## [Required work]
Find the line that contains "Report x and y for each instance of the alamy" and print it and every line after it, exactly, please.

## [Input rows]

%%

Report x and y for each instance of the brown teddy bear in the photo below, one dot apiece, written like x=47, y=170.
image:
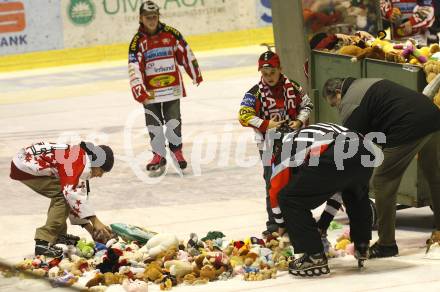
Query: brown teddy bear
x=432, y=90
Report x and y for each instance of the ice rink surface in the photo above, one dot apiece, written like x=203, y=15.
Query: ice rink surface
x=222, y=189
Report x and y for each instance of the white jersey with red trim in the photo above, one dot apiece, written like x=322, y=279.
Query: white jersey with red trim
x=301, y=145
x=68, y=163
x=153, y=65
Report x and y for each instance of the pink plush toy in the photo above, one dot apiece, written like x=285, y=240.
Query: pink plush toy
x=409, y=49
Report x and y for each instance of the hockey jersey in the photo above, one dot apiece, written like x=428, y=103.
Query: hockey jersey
x=68, y=163
x=153, y=65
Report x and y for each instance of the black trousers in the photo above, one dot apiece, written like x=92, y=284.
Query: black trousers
x=164, y=114
x=311, y=186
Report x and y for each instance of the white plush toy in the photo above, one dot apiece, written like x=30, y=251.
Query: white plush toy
x=160, y=243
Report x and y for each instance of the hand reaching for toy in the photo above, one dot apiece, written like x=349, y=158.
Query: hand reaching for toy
x=100, y=233
x=348, y=39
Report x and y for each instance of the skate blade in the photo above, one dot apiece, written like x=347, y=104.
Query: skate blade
x=312, y=272
x=157, y=171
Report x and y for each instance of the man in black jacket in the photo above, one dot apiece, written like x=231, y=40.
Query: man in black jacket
x=411, y=124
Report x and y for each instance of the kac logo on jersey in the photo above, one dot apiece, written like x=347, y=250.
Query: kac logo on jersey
x=158, y=53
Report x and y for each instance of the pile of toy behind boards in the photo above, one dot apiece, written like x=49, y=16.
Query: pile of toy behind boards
x=138, y=256
x=364, y=45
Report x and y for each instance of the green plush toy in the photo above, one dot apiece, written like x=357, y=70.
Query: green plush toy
x=85, y=249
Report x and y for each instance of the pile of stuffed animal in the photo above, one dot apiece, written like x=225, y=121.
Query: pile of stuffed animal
x=366, y=46
x=166, y=261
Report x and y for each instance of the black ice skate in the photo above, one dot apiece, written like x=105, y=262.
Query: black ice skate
x=43, y=247
x=309, y=265
x=361, y=253
x=180, y=159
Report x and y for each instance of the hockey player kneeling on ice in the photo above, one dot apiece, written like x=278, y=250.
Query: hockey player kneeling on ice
x=309, y=167
x=61, y=172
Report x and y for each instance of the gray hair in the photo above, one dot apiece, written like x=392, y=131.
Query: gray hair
x=330, y=87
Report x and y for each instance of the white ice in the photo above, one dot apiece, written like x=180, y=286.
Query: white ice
x=222, y=189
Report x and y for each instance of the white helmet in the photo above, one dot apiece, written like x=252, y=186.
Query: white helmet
x=149, y=6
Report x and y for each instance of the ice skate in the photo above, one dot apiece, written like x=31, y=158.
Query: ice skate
x=309, y=265
x=156, y=166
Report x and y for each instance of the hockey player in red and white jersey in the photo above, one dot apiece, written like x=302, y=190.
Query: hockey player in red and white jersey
x=61, y=173
x=409, y=18
x=155, y=53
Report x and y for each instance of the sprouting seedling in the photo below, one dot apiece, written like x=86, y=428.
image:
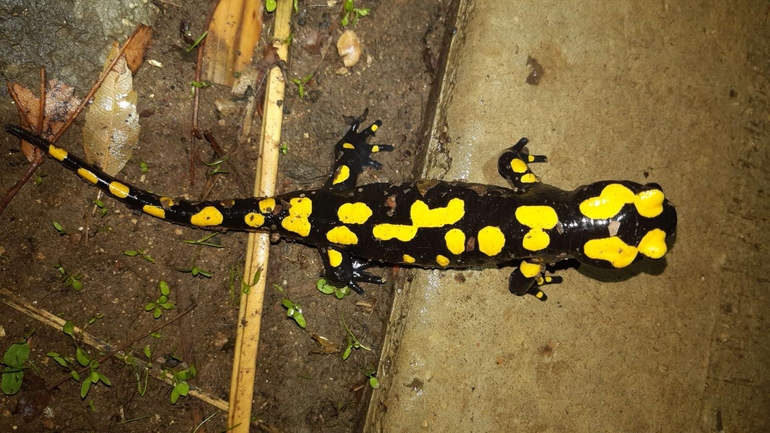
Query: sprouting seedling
x=205, y=241
x=294, y=311
x=217, y=166
x=70, y=280
x=370, y=373
x=353, y=342
x=13, y=361
x=350, y=13
x=59, y=228
x=327, y=289
x=198, y=41
x=82, y=359
x=300, y=82
x=162, y=303
x=142, y=253
x=102, y=208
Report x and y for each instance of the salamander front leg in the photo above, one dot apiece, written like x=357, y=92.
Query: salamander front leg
x=527, y=279
x=513, y=165
x=342, y=270
x=352, y=154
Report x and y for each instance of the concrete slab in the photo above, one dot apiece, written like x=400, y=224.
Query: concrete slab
x=676, y=93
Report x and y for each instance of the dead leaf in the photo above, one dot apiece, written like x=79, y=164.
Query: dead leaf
x=137, y=47
x=60, y=103
x=112, y=124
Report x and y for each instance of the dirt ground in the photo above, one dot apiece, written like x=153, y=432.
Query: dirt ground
x=296, y=388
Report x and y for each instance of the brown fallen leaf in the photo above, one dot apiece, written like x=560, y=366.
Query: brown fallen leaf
x=137, y=47
x=112, y=124
x=60, y=103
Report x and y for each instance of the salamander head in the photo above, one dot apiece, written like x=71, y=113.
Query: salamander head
x=628, y=222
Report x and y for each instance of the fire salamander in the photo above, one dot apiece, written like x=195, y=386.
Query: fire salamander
x=429, y=223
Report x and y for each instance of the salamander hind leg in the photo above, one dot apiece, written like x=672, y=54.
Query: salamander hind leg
x=513, y=165
x=352, y=154
x=342, y=270
x=527, y=279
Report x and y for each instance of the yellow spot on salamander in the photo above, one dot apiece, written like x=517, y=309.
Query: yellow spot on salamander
x=386, y=232
x=613, y=197
x=57, y=153
x=611, y=249
x=155, y=211
x=118, y=189
x=266, y=205
x=208, y=216
x=653, y=244
x=354, y=213
x=341, y=236
x=422, y=217
x=491, y=240
x=649, y=203
x=297, y=221
x=87, y=175
x=539, y=219
x=530, y=270
x=518, y=166
x=253, y=219
x=343, y=173
x=335, y=257
x=455, y=241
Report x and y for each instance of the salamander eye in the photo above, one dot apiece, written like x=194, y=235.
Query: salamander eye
x=652, y=185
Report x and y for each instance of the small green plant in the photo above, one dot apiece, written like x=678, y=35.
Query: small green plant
x=102, y=209
x=198, y=41
x=141, y=253
x=353, y=342
x=13, y=361
x=350, y=13
x=59, y=228
x=70, y=280
x=295, y=312
x=300, y=82
x=81, y=358
x=217, y=166
x=205, y=241
x=370, y=372
x=162, y=303
x=328, y=289
x=179, y=381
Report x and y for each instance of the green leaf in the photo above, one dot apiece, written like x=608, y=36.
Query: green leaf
x=82, y=357
x=69, y=328
x=174, y=396
x=16, y=355
x=85, y=387
x=183, y=388
x=11, y=382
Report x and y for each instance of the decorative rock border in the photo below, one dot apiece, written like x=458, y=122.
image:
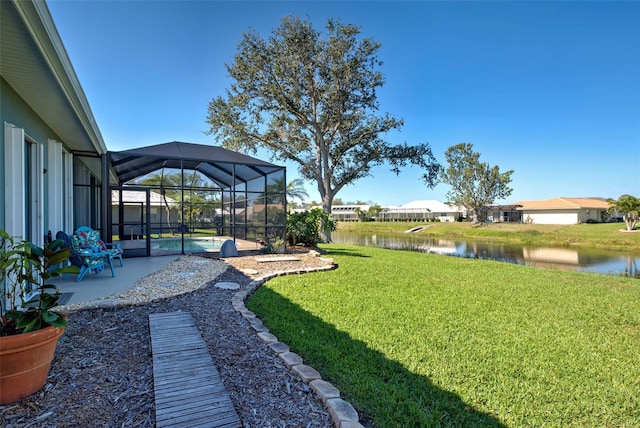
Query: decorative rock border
x=342, y=413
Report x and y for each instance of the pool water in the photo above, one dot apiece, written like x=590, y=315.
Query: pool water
x=190, y=244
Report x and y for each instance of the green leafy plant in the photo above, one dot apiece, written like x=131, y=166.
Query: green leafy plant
x=27, y=300
x=304, y=228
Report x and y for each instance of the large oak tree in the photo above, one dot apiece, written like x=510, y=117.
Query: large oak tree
x=311, y=98
x=474, y=184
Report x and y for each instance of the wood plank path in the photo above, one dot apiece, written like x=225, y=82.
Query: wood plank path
x=188, y=389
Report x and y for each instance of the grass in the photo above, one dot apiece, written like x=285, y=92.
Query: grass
x=415, y=339
x=603, y=235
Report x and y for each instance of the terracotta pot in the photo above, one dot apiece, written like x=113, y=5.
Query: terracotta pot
x=25, y=360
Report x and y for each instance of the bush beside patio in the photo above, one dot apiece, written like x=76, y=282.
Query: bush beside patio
x=416, y=339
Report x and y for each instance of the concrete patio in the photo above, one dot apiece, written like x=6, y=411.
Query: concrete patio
x=94, y=286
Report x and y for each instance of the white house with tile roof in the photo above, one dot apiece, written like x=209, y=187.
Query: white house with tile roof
x=563, y=210
x=422, y=210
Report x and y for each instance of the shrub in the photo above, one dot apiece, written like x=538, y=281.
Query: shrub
x=304, y=228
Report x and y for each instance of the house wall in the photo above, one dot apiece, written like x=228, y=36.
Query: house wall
x=16, y=115
x=550, y=216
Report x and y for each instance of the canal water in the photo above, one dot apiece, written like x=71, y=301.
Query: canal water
x=582, y=260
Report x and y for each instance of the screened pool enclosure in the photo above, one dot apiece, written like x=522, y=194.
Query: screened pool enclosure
x=181, y=197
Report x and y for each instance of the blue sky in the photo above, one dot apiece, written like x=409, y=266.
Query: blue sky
x=548, y=89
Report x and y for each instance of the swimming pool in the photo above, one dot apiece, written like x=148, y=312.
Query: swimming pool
x=190, y=244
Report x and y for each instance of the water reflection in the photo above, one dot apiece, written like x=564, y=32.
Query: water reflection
x=585, y=260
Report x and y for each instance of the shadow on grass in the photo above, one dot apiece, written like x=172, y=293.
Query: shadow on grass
x=383, y=391
x=345, y=252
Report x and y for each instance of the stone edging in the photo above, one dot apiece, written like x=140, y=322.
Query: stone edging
x=342, y=413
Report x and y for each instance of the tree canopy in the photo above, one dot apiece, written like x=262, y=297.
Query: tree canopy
x=474, y=184
x=629, y=207
x=311, y=99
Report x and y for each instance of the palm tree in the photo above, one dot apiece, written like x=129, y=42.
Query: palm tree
x=629, y=207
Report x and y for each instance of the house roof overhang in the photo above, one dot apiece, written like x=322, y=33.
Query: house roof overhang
x=34, y=62
x=224, y=167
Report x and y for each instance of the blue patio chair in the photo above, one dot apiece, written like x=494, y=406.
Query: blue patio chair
x=87, y=237
x=86, y=259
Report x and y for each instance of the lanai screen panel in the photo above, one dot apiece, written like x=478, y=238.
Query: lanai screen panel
x=252, y=201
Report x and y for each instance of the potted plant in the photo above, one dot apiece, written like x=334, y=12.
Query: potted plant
x=29, y=327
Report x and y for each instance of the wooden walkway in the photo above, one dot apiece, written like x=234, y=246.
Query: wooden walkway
x=188, y=388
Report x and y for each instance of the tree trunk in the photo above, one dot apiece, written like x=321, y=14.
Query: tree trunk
x=327, y=202
x=629, y=221
x=474, y=217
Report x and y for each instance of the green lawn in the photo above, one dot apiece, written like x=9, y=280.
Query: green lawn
x=416, y=339
x=604, y=235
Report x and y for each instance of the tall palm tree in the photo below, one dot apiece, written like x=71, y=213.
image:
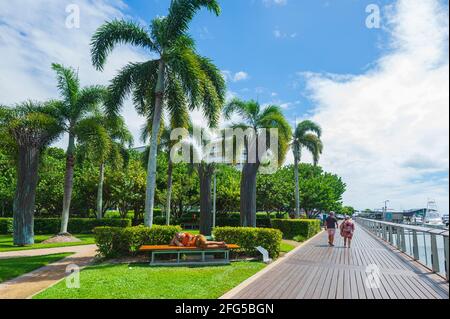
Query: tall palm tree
x=256, y=119
x=105, y=142
x=26, y=130
x=174, y=73
x=179, y=119
x=204, y=164
x=307, y=135
x=77, y=107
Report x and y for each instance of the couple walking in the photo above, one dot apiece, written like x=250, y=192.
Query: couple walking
x=347, y=228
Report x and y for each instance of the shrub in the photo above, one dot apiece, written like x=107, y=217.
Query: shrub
x=234, y=220
x=6, y=226
x=291, y=228
x=249, y=238
x=116, y=242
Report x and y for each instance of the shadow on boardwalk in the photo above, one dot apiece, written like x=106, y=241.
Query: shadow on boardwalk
x=316, y=271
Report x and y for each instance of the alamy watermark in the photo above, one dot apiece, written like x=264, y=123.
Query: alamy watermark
x=228, y=146
x=373, y=20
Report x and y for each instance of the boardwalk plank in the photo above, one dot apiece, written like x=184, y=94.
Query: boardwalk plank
x=316, y=271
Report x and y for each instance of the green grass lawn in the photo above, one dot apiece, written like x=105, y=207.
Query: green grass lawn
x=15, y=267
x=140, y=281
x=286, y=247
x=6, y=242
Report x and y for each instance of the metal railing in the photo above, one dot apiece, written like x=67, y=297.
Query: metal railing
x=428, y=246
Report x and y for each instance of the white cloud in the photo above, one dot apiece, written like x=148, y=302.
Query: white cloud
x=386, y=132
x=33, y=35
x=277, y=33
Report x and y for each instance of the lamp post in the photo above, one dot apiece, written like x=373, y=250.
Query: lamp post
x=385, y=209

%%

## [Task response]
Report x and y for each instance of the alamy watermark in the photo above, one dot apiece, written like x=264, y=123.
Query: alamy watermark
x=228, y=146
x=373, y=20
Report x and y for each instance of the boardwalk plank in the photo above, one dot apiece, written like x=184, y=94.
Query: boardwalk plank
x=316, y=271
Report x and y for each instance of the green grass lawn in the photo above, one dot apiece, written like x=105, y=207.
Query: green grass lawn
x=15, y=267
x=140, y=281
x=286, y=247
x=6, y=242
Report x and y for each instance of the metal railing in the photo above, one dot apiece, written like x=67, y=297.
Query: metal railing
x=428, y=246
Report x and y for each instance of the white cloud in the photo above, one dot apiece, written like x=148, y=302.
Query: white cloud
x=386, y=132
x=33, y=35
x=277, y=33
Report x and y for each instance of the lamp post in the photo above, one dot apiece, written like x=373, y=250.
Query: lamp post
x=385, y=209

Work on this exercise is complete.